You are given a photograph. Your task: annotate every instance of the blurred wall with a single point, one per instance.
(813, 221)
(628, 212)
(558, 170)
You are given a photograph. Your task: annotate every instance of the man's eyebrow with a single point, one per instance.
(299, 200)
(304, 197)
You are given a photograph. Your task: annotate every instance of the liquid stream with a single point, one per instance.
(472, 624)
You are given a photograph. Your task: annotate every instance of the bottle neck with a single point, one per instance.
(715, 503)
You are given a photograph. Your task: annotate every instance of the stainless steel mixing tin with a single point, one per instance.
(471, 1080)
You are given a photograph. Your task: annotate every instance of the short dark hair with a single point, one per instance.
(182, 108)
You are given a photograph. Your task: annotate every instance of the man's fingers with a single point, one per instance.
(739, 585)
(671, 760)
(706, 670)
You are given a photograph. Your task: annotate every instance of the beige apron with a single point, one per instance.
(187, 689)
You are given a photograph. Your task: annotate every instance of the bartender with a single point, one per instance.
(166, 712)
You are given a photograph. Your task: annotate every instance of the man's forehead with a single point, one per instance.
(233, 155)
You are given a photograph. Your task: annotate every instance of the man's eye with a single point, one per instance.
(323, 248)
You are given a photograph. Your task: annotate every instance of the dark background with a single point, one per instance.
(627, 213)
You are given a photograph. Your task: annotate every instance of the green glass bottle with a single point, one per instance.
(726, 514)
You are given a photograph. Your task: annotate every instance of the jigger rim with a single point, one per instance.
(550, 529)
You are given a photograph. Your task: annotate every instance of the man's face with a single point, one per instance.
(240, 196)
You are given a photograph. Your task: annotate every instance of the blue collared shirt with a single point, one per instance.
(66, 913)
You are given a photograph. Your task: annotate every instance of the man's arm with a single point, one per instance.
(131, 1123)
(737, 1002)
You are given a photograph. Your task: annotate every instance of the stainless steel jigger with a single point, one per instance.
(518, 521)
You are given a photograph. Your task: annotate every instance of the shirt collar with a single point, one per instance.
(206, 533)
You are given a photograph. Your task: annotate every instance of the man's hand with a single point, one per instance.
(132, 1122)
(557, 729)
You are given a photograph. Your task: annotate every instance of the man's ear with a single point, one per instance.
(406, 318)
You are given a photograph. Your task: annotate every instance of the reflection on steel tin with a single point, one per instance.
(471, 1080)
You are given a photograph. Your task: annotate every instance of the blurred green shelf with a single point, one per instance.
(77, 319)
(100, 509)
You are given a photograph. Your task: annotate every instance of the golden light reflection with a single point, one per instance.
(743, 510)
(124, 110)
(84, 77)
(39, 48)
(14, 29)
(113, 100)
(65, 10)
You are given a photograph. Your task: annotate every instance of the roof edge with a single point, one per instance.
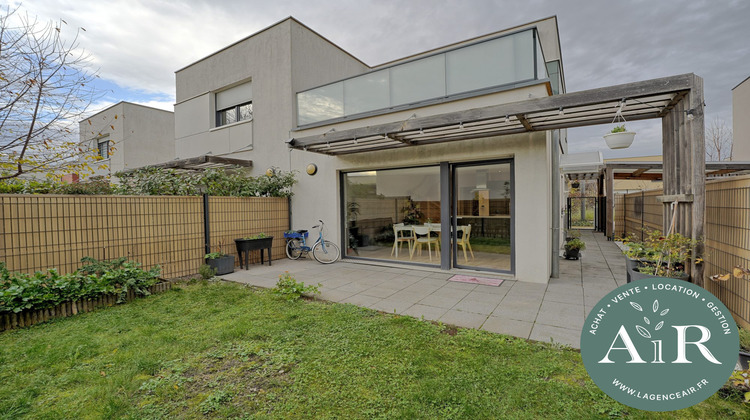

---*---

### Exercise details
Give back the entries verbatim. Do not include any picture.

### Full answer
You are given a photograph. Your task: annotate every instance of the blurred wall with a single point, one per instance.
(813, 221)
(628, 212)
(558, 170)
You are given a photograph. Your task: annotate every instance of the man's eyebrow with a single point, one per instance.
(299, 200)
(304, 197)
You are given a photograph. Your task: annotate every instance of the liquid stream with a single point, one per instance.
(472, 624)
You are given a photograph. Your task: annotate every instance of the bottle neck with a single point, one per instance.
(715, 503)
You are given a photograph. Your task: annotate every instance of the stainless steel mixing tin with a single point, one per instance.
(471, 1080)
You are given a photograph. Your task: annotate every instance of the short dark hair with a single point, one per instance.
(182, 108)
You are given a photograph. Your task: annotate every instance of the man's fingers with a single point, one per instance.
(739, 585)
(671, 760)
(706, 670)
You are given a photograph. Your task: annotate every instance of the beige apron with a single point, one per instance.
(187, 689)
You are given a photograph. Your task: annotate every instance of the bartender with a single point, one per instance.
(166, 712)
You are given a photograph. Your task: annotate every instance of the man's forehead with a single point, one per instance.
(233, 155)
You are given a photograph. Your task: annotate every instance of the man's eye with a single point, one per instance.
(323, 248)
You are given a photograph. Your task: annotate every instance of the dark background with a single point, one per instance.
(627, 213)
You are given a photograph. Your task: annotate every instance of the green glass bottle with a single point, one per instance.
(726, 514)
You are given a photograph. Your task: annotate every instance of the jigger rim with a single point, one per instance.
(550, 529)
You are given a photograph. Your task: annotate every instance of the man's face with a single point, one per instance.
(240, 196)
You are given a photograph. Your task: annotate every instance of the blue collared shirt with a single point, one per instance.
(66, 913)
You are given a photograph. Your task: annotate every instance of the man's arm with a single point, one per instance.
(131, 1123)
(737, 1002)
You are given a photograph. Your task: annotate every instance of the stainless steel jigger with a single point, one per instance.
(518, 521)
You are given a photograph. Your task: annotate every instance of the shirt collar with a single point, one per instance.
(206, 533)
You are given a photograph. Your task: annotate every instance of the man's hand with a single point, one per instance.
(132, 1122)
(557, 729)
You are given a photograph. Your task: annotate every instance of the man's ear with a single point, one per instance.
(406, 318)
You are given a photograph. Your task: annotate every instance of the reflection on steel tin with a single point, one per instance.
(471, 1080)
You are given a photograph. Your task: annotate every instance of the blurred green shelf with a single point, one per instance.
(77, 319)
(100, 509)
You are given a photograph. Your task: annotate every instance of the golden light reflection with a single point, one per instance.
(743, 510)
(124, 110)
(84, 77)
(39, 48)
(14, 29)
(113, 100)
(65, 10)
You are given a photograph. Your task: annotate every instance of the roof edge with a single point, one per instance.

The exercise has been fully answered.